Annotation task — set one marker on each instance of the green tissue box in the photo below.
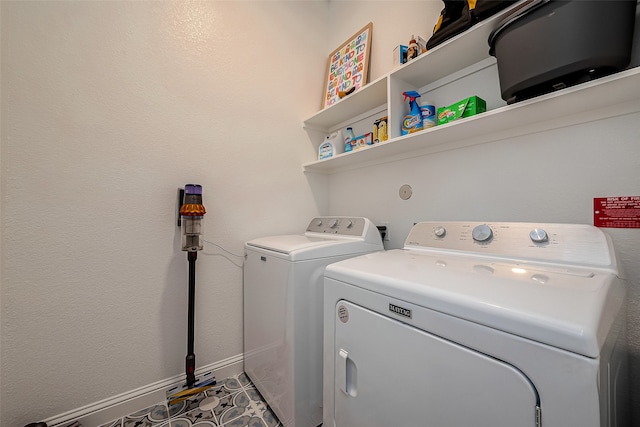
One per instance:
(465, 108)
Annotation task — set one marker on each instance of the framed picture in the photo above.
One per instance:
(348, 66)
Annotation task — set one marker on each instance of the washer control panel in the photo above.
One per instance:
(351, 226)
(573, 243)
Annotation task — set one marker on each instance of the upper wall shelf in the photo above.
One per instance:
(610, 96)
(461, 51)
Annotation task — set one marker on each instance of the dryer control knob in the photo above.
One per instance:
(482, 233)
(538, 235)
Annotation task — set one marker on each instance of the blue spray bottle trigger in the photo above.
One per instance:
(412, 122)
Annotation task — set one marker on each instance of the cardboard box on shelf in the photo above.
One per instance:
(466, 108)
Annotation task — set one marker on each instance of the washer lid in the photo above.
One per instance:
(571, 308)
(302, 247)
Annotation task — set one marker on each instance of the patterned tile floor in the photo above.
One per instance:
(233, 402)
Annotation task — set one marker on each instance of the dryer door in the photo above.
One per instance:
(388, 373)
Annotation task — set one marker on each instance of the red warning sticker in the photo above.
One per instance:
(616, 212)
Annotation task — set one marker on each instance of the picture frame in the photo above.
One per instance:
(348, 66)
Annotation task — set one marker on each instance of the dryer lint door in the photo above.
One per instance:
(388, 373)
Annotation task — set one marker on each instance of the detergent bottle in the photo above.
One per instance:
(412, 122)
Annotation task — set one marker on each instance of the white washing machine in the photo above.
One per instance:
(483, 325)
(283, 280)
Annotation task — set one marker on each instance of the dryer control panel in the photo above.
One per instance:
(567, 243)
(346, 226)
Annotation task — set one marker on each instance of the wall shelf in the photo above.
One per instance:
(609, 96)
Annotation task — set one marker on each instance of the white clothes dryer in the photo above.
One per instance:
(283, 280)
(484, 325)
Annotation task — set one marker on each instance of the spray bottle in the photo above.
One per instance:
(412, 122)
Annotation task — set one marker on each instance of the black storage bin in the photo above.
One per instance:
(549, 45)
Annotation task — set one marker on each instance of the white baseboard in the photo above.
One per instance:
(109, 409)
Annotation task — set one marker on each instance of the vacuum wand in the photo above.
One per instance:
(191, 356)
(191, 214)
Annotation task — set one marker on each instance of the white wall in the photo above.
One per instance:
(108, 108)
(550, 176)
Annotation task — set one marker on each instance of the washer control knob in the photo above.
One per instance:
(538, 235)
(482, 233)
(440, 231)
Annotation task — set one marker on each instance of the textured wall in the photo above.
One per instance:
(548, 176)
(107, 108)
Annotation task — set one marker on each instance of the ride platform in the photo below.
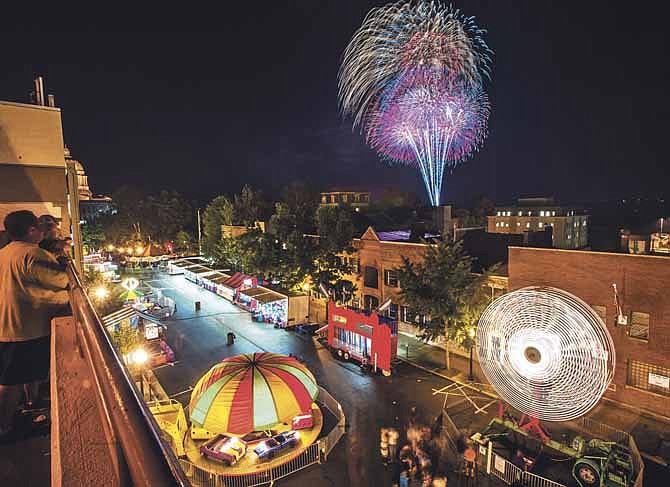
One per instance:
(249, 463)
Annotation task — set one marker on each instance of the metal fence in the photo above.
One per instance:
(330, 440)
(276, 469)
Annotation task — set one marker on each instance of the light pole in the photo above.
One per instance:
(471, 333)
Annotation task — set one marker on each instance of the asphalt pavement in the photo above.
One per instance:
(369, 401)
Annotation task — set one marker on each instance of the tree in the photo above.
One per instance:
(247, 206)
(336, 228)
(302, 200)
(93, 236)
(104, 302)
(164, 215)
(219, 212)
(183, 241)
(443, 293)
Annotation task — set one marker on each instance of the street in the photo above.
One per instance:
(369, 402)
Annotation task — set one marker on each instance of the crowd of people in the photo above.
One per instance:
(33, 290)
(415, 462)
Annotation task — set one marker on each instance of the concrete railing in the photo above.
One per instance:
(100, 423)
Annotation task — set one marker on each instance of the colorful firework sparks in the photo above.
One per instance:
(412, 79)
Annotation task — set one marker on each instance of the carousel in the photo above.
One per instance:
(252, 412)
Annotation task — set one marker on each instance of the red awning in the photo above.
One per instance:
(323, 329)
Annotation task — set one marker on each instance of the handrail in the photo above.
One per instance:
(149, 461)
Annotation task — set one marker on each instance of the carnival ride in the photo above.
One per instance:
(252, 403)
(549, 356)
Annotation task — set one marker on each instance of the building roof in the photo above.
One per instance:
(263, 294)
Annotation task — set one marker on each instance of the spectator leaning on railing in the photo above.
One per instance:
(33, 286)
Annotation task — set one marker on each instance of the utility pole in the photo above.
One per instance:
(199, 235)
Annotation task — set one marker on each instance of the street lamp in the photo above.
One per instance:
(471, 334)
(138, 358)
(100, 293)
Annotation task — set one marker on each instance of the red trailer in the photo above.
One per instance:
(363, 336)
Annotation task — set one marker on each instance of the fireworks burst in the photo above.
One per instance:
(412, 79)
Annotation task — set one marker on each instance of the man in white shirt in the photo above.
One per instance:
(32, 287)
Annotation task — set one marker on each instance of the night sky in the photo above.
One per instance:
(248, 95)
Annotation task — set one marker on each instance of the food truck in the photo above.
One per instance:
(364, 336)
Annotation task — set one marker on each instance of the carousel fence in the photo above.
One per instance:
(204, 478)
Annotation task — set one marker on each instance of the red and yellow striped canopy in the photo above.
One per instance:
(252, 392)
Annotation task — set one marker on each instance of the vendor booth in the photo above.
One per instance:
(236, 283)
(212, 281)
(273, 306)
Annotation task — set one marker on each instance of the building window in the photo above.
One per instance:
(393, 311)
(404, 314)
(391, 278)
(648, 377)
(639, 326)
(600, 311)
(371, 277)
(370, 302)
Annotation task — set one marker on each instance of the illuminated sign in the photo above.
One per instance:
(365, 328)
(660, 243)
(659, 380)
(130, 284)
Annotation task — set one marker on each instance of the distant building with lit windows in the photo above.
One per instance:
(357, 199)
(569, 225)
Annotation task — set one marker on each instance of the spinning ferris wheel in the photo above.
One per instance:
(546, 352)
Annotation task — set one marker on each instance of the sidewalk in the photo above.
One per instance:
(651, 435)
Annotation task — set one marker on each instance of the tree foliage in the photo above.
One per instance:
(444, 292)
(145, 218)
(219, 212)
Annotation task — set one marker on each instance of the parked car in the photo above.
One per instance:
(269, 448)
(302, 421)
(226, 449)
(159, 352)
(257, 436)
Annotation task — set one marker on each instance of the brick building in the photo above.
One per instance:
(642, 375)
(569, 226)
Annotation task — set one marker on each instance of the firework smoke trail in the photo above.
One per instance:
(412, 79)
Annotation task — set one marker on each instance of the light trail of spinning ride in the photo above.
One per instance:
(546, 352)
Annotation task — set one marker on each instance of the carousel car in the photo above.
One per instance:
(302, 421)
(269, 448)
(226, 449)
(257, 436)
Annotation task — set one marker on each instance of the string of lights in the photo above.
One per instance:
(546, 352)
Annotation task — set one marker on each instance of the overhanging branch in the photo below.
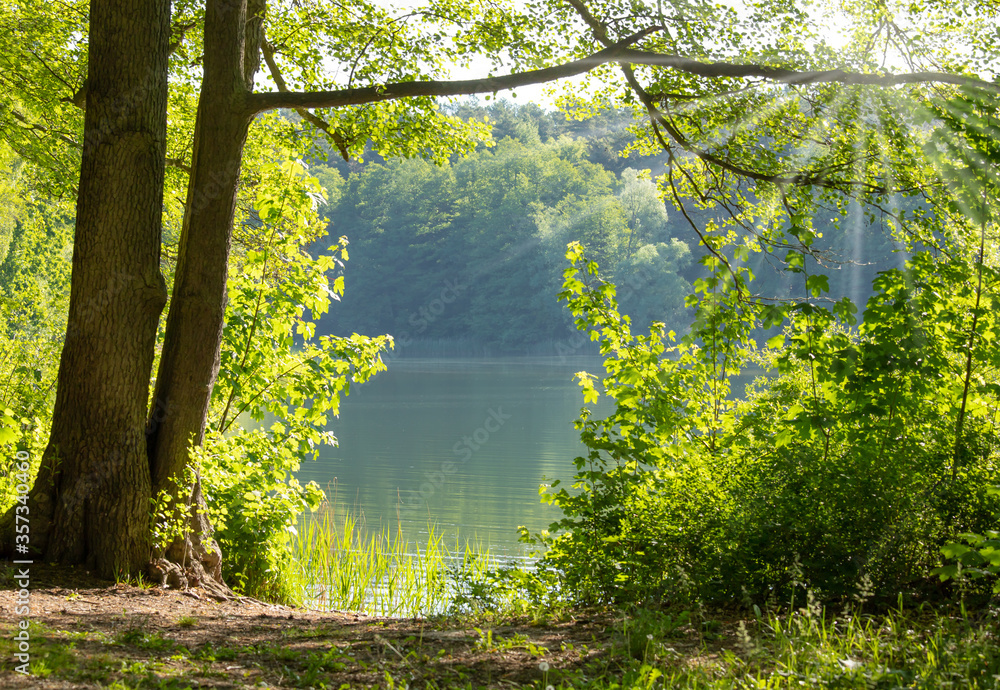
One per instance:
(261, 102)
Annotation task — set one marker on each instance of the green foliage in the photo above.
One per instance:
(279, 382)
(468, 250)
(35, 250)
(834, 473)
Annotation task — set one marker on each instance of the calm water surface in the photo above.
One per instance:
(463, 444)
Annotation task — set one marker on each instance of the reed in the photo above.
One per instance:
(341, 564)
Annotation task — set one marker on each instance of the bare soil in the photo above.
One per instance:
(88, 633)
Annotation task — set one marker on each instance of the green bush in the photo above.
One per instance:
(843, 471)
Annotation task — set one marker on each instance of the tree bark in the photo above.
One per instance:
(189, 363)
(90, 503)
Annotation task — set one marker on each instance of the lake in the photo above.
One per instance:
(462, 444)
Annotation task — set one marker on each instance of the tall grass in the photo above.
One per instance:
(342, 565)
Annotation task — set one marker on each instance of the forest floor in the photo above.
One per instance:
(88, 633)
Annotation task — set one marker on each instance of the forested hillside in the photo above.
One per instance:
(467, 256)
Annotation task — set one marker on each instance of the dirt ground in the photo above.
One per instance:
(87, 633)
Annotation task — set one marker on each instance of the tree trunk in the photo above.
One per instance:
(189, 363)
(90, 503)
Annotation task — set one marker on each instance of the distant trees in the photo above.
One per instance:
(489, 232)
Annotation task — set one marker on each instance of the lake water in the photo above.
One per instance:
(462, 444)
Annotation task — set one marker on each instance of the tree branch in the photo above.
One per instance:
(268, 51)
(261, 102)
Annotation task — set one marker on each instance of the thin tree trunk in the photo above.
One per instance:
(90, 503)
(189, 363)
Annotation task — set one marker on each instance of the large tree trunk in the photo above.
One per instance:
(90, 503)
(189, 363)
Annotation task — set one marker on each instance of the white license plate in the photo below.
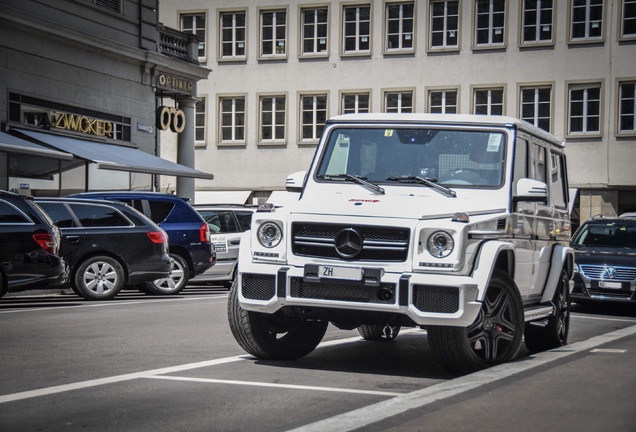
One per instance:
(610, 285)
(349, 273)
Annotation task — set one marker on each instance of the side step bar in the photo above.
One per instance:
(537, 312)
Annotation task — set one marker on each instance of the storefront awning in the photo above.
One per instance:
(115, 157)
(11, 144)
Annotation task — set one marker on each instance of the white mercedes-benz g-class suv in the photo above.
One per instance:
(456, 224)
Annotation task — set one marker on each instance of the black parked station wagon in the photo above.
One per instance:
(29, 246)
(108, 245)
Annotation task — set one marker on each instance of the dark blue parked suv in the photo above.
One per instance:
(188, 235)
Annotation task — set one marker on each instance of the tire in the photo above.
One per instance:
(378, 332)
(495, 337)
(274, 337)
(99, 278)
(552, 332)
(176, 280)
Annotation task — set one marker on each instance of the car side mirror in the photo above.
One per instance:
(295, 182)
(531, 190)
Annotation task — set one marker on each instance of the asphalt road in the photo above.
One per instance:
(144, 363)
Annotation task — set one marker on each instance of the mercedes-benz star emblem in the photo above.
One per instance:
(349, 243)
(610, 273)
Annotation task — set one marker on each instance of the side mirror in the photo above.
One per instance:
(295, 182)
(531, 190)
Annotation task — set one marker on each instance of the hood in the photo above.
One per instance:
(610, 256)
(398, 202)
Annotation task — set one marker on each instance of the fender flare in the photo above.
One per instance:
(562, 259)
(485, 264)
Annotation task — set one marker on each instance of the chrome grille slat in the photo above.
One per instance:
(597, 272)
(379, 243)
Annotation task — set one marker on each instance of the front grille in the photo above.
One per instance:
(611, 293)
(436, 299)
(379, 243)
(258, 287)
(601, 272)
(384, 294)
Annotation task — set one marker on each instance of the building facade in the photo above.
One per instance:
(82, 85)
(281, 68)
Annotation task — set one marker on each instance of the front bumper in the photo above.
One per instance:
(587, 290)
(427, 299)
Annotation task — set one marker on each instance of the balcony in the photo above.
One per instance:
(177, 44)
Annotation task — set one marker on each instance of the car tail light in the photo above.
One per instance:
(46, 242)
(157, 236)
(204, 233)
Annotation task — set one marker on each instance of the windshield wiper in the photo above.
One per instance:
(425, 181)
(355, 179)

§ Work request: To answer, state the number of lines in the records holding the string "railing", and leave out everything else.

§ Output below: 2